- **Work task A**:
Answer these from the Vulcan ServiceNow guide, one line each:
(i) If no Configuration Item can be found, which attribute holds the asset name?
(ii) What is clicked at the end of the steps for creating a Problem and Problem Tasks?
(iii) In the playbook trigger example, what must the CVSS score be greater than?
- **Work task B**: Carry the Vulcan ServiceNow guide forward from its last sentence.

Manually opening a ServiceNow Problem and Problem Tasks

Another type of entity you can create via Vulcan is Problem and Problem Task.
The problem will contain the vulnerability details (similar to an incident), only for each vulnerable asset a Problem Task will be created with the asset name as a "Configuration Item" (if cannot find a Configuration Item ->  the asset name will be under the short description attribute). Problem tasks are related to their parent problem. Read more about problem life cycle management.

In order to create Problem and Problem Tasks follow the instructions: 

  • From a specific vulnerability, you can choose to Take Action.

  • Choose Problem

  • Fill all relevant fields to create the Problem

  • Scroll down in order to fill relevant fields for creating Problem Tasks

  • Click Open Ticket

Automating ServiceNow incidents

ServiceNow incidents can be opened up automatically using Vulcan.

  1. Navigate to the Automation page, click on Create new Playbook.

  2. Name your Playbook.

  3. Choose your Playbook’s trigger (Vulnerability to fix)

    • Vulnerability from the source – The connector from which we pull assets. For example Vulnerabilities from source AWS.

    • Vulnerability where – The rule by which the playbook will be attached by. For example Vulnerability where CVSS Score is greater than 7.

    • On assets where – The asset’s property you wish to be automated. For example: On assets where OS is Windows.

    • In this example, the vulnerability that will be fixed is any vulnerability with CVSS score higher than 7, which was found on assets with Windows OS, and that was discovered by AWS connector.

- **Listed records**:
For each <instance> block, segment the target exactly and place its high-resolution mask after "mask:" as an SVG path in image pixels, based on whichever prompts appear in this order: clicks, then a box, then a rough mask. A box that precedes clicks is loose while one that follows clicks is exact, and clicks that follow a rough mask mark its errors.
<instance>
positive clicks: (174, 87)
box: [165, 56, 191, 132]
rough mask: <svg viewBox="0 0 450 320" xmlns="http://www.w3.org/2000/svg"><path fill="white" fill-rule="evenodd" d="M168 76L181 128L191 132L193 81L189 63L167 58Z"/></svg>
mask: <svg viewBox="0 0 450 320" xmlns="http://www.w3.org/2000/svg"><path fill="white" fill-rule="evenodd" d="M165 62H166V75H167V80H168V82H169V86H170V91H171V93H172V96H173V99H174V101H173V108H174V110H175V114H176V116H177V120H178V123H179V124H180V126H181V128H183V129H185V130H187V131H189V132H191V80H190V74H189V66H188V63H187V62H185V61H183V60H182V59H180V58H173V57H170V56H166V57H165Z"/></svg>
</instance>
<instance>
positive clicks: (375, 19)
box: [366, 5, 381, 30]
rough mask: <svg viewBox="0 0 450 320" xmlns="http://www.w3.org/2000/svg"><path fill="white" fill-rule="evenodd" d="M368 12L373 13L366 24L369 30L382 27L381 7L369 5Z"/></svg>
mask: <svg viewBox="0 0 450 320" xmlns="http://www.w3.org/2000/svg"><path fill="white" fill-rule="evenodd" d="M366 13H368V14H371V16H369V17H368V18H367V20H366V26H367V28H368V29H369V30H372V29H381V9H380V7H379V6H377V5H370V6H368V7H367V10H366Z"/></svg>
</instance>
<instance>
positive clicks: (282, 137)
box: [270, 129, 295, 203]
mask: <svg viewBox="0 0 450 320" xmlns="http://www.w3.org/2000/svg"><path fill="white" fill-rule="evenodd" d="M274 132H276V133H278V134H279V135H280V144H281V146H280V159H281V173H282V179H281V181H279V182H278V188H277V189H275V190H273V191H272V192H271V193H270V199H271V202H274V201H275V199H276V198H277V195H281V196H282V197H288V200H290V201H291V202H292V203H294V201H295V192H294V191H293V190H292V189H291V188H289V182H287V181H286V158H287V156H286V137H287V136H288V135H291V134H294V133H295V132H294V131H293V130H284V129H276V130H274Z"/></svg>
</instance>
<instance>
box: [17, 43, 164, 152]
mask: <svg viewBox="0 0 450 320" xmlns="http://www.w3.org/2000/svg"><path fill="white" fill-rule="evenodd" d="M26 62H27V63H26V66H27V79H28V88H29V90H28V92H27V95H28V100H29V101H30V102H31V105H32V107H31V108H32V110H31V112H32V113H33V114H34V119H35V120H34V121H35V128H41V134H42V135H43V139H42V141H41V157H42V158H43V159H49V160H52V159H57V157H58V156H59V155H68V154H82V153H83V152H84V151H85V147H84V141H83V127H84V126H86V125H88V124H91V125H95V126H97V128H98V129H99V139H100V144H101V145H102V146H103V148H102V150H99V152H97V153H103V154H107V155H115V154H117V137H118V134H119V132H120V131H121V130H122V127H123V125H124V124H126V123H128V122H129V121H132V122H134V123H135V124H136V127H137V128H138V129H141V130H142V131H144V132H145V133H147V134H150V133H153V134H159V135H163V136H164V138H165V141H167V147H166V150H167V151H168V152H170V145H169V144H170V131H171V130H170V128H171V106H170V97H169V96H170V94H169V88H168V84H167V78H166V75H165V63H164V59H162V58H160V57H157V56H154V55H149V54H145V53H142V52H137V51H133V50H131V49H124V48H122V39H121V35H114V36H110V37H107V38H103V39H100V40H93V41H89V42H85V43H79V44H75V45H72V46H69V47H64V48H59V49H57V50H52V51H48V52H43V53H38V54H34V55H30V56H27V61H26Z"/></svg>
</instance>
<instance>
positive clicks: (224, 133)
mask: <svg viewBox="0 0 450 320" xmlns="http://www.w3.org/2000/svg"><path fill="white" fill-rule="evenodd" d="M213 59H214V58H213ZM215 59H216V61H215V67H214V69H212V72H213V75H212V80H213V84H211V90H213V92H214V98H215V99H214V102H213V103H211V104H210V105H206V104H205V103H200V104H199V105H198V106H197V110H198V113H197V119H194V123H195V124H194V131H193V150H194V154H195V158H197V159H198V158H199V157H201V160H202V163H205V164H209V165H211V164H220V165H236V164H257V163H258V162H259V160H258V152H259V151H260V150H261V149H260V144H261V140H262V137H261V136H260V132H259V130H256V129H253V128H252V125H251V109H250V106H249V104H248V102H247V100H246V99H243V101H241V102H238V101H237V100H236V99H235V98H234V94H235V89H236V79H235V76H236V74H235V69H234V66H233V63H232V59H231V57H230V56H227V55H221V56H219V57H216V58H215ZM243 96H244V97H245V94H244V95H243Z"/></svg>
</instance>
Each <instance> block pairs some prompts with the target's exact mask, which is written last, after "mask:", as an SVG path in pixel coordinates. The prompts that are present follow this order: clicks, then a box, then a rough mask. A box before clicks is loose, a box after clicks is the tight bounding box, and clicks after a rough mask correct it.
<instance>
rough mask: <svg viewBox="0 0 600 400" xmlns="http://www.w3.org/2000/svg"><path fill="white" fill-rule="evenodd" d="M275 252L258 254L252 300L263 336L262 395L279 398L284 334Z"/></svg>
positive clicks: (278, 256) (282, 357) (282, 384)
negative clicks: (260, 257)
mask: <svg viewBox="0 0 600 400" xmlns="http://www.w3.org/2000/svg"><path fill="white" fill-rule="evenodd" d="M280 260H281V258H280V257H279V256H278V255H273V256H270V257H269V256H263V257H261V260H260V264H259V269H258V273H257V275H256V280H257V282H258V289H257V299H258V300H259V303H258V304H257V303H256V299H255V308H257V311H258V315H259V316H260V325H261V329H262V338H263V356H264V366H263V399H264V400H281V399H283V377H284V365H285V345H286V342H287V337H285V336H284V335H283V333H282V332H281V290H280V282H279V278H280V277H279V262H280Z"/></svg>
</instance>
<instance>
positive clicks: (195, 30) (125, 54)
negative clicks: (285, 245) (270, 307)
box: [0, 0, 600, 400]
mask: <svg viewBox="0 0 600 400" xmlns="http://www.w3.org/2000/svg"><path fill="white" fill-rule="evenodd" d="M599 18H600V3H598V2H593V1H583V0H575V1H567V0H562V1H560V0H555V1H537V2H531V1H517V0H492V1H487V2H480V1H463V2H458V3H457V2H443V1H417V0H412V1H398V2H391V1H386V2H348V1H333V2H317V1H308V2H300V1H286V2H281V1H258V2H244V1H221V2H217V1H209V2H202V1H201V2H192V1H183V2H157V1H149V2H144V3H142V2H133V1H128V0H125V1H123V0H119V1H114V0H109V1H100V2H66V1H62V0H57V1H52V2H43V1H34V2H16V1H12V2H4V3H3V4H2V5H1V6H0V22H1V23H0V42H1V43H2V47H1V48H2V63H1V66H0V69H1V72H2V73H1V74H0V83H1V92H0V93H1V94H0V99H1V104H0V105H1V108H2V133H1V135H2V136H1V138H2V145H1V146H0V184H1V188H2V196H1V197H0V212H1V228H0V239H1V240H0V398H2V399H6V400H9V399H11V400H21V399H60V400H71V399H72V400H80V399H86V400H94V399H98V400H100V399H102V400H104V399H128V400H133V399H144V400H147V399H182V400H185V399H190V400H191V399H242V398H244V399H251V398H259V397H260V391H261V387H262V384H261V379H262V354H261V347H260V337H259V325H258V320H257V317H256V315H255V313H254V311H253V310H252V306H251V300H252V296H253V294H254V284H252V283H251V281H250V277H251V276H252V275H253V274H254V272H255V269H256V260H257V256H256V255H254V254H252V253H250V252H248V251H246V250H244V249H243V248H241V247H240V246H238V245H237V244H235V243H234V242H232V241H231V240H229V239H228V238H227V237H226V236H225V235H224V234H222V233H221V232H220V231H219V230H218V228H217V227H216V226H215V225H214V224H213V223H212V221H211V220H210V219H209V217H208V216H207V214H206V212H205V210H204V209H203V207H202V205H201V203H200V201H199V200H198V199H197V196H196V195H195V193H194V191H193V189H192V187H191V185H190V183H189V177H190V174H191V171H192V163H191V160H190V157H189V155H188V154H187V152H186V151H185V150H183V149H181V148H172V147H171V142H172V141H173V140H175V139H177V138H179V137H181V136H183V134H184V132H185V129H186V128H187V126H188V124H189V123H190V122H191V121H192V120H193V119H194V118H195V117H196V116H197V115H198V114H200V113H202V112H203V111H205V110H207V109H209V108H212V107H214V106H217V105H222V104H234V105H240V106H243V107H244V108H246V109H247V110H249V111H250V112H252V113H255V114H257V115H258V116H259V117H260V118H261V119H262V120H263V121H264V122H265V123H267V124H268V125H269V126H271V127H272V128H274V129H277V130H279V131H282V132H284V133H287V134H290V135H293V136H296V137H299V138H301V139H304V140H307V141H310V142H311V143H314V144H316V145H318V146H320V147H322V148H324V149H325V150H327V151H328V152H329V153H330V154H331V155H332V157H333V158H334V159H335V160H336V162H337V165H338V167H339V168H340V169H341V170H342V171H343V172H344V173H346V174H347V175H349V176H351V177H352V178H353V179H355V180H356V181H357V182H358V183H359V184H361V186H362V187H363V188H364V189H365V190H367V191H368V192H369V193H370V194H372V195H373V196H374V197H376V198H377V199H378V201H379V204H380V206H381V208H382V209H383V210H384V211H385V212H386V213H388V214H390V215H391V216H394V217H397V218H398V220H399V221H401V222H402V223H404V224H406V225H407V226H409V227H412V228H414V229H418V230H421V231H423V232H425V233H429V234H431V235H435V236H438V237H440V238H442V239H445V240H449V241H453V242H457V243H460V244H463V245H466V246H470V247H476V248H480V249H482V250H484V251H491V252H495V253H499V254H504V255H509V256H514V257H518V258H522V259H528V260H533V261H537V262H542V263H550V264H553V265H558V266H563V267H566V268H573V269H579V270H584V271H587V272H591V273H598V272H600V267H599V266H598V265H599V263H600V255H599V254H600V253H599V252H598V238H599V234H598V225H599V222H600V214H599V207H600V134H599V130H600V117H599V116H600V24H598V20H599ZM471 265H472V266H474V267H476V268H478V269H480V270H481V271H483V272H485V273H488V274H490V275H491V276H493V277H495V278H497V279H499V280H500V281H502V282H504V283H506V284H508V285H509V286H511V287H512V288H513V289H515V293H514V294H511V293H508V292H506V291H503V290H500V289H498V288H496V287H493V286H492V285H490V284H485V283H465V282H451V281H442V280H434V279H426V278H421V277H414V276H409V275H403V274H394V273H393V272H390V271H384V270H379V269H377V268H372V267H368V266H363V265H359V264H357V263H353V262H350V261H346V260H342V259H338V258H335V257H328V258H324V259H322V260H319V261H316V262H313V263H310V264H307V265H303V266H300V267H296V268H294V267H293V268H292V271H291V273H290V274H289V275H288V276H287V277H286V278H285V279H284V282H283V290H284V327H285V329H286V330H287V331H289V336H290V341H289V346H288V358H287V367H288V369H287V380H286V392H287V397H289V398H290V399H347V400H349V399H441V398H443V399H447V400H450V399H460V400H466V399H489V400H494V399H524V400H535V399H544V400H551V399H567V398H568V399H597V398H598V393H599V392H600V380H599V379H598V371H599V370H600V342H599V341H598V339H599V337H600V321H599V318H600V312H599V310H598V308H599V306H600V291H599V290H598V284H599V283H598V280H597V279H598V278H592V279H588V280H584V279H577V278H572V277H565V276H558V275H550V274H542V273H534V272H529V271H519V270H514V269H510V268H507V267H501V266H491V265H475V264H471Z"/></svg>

- **Expected answer A**:
(i) The short description attribute.
(ii) Open Ticket.
(iii) 7.

- **Expected answer B**:
  4.  Choose Open ServiceNow ticket at Remediation actions.

  5. Fill the fields on the Open ServiceNow ticket:

    1. Assignee - The person that will be assigned to remediating the vulnerability.
      Note: Two assignee fields might appear in the ticket configuration in the following cases: (a) if set by code, and (b) if the ticket type is "problem" and the ticket aggregation behavior is separated by assets.

    2. Category - The incidents will be categorized as the selected category.

    3. Subcategory - The incident will be categorized as the selected subcategory.

    4. Playbooks note (optional) - Additional information to be included in the incident.

  6. Click Save.

  7. That’s it. From now on, a ticket will be generated automatically by the parameters you’ve set. You can create as many playbooks as you want and define different rules to assign tickets to other teams.

Getting ServiceNow Data

This is an example of a vulnerability that has a ServiceNow incident attached to it. You can see it in the right pane under: ‘Open Tickets’.

The activity log for the vulnerability will show any changes in the ticket:

  • To locate assets coming from ServiceNow, you can filter ‘ServiceNow’ as a source in the appropriate filter:

Ticket lifecycle management

ServiceNow ticket states can be changed by Vulcan when vulnerabilities are fixed or no longer needed. See more on this in the ServiceNow ticket lifecycle.

API in USE

Note: If "reduced" permissions are required for the ServiceNow user profile, the profile will need access to all the tables below.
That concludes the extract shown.